#### Task goal
Take the line that contains "Q: report a point for each instance of the green table" as the first and the last line of the material as the final one; set down exactly the lines in that span.

#### Stored records
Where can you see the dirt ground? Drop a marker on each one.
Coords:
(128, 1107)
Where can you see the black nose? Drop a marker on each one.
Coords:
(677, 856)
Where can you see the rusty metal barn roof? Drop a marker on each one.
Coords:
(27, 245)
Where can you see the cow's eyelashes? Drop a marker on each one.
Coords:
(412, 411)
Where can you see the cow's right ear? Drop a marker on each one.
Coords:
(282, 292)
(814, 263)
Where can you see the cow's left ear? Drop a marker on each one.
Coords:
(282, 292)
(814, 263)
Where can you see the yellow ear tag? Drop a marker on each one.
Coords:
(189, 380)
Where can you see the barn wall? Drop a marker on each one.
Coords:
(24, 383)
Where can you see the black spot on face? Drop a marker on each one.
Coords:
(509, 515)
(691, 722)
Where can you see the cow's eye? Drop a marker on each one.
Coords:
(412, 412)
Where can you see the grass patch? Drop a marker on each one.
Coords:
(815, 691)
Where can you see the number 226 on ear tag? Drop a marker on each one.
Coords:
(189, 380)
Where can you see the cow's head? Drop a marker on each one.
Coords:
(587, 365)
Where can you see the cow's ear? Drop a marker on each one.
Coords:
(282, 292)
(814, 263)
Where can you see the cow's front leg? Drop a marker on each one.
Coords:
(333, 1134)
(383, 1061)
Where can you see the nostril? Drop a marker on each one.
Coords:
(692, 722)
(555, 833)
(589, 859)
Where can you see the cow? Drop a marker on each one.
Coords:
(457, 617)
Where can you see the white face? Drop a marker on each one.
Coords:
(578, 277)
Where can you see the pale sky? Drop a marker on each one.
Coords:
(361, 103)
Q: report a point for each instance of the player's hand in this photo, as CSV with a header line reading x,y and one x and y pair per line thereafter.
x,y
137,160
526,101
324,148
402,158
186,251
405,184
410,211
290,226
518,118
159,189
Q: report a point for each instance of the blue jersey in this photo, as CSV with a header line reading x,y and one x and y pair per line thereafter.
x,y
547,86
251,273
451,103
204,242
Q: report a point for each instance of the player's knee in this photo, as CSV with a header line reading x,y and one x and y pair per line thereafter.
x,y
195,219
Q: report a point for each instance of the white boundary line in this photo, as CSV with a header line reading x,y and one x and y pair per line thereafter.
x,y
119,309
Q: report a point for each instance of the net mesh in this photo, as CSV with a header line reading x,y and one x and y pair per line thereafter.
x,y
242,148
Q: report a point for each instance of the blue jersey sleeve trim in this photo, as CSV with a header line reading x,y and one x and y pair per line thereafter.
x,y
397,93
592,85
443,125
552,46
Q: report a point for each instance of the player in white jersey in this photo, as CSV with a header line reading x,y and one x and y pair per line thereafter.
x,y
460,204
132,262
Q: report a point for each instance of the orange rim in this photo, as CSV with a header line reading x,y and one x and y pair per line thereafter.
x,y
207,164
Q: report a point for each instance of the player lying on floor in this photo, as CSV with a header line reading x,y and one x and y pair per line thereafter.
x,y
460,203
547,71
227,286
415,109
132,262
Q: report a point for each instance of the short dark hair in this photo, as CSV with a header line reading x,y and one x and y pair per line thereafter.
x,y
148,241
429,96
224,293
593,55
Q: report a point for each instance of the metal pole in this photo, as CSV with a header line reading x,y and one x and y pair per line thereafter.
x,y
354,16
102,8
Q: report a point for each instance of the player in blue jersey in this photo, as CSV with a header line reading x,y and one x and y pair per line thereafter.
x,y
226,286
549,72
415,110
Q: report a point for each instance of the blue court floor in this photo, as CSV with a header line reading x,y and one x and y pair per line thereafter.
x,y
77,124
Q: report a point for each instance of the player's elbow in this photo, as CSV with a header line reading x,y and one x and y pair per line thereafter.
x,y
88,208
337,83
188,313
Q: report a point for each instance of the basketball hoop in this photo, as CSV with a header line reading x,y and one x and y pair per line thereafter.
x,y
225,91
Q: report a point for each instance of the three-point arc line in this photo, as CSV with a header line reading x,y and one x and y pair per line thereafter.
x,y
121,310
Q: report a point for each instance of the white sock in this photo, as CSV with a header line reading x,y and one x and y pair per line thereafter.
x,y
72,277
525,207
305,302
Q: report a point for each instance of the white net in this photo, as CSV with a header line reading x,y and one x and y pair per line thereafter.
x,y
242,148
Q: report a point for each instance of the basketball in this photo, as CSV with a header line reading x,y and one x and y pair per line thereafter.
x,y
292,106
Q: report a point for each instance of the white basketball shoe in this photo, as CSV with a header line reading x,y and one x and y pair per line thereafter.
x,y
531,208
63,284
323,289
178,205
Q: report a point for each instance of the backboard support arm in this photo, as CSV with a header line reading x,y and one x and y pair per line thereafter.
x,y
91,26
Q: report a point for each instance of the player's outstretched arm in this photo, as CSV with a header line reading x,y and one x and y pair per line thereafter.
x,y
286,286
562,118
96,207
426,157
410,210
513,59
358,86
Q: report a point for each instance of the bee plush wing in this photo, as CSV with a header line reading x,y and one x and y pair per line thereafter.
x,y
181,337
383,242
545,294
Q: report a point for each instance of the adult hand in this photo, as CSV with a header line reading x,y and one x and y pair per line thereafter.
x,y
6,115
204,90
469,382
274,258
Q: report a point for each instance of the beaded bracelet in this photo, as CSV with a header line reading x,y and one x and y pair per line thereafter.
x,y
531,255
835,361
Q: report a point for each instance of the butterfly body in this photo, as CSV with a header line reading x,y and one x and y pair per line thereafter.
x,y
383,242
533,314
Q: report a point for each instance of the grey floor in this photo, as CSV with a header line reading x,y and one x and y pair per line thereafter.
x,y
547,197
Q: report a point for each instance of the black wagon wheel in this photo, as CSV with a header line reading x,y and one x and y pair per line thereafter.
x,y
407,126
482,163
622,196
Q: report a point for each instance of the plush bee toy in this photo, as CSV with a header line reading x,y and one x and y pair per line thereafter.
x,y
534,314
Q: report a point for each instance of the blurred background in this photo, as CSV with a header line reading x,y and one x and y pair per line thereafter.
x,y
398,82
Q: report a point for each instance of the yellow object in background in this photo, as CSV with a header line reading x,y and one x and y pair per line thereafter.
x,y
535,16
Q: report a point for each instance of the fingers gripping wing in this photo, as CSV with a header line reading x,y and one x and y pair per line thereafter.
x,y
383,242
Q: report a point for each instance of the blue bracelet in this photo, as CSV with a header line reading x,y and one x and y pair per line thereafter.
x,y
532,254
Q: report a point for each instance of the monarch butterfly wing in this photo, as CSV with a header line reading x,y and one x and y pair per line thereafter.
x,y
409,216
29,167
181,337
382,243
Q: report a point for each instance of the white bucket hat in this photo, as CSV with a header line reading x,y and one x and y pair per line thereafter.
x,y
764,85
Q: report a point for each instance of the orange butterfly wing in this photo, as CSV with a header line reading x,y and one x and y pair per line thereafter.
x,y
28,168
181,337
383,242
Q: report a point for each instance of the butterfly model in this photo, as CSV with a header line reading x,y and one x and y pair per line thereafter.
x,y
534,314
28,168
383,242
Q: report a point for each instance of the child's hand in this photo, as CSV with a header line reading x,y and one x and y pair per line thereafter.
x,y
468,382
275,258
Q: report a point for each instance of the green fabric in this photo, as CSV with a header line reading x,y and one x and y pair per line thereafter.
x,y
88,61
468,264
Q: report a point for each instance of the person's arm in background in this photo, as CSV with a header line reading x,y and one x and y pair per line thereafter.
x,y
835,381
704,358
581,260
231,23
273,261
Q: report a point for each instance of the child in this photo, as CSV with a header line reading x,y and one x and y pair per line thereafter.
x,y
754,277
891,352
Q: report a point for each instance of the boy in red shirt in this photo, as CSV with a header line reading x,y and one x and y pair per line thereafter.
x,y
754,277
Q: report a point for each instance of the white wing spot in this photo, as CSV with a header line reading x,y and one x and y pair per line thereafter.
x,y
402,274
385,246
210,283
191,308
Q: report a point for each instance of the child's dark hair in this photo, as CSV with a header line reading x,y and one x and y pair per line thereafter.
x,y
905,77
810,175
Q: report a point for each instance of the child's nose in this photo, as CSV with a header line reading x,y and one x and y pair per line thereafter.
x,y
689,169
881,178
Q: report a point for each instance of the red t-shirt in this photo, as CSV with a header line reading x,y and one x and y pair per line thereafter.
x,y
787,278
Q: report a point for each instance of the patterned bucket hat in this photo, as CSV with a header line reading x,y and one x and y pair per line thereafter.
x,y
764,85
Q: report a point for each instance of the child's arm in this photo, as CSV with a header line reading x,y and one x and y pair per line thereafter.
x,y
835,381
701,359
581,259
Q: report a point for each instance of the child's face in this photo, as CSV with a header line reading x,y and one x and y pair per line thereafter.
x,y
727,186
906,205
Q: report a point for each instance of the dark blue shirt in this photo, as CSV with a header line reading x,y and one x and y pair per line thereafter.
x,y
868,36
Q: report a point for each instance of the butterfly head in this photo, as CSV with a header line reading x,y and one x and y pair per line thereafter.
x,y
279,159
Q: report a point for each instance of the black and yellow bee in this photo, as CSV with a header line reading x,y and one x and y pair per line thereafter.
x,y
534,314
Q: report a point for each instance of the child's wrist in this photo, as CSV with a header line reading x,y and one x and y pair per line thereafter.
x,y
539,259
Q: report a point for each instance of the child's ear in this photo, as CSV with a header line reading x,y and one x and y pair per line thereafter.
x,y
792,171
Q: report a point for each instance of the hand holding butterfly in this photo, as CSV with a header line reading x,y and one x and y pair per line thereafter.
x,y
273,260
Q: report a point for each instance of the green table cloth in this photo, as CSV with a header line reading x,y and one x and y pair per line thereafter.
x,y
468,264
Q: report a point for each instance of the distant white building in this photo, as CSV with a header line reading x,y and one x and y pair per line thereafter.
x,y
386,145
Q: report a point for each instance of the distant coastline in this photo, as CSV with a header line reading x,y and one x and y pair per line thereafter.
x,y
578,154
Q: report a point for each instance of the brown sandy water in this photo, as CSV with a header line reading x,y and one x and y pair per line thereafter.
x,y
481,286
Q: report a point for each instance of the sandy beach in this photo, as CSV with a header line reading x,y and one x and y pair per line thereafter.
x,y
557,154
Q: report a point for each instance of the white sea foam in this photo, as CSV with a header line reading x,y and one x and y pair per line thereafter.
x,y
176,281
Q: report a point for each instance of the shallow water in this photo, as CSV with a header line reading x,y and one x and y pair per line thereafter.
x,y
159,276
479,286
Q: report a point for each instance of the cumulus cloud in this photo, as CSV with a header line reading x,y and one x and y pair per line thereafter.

#### Finished exercise
Q: report a point for each instance of the green table cloth in this photo, as CSV with a header line reading x,y and one x and y pair per line thereafter.
x,y
468,264
Q: report a point for each instance of the distant white building in this photo, as CSV with a header line reading x,y and one x and y pair per line thereafter.
x,y
386,145
Q: report a point for each instance of the distant coastline in this photo, as CSV with a header line reading x,y and one x and y pair per line thereafter.
x,y
578,154
Q: report a point for each instance of the brown sandy water in this photo, as CSV with a header line reading x,y and one x and y pair per line thereafter.
x,y
481,286
Q: report a point for each instance of the sandy beach in this photo, as CSV with a header line reading x,y and one x and y pair per line thereafter.
x,y
557,154
Q: report a point for each instance of the white sea foam in this photo, as CSV with a header line reading x,y and one x and y pair per line thereafter.
x,y
176,281
Q: report a point for each instance of the shallow water in this photo, as CSV with a header line reading x,y and one x and y pair per line thereafter.
x,y
159,276
479,286
Q: report a point for each instance of the cumulus cloud in this photo, as CSV with a header line reading x,y and one x and y pair per line thereafter.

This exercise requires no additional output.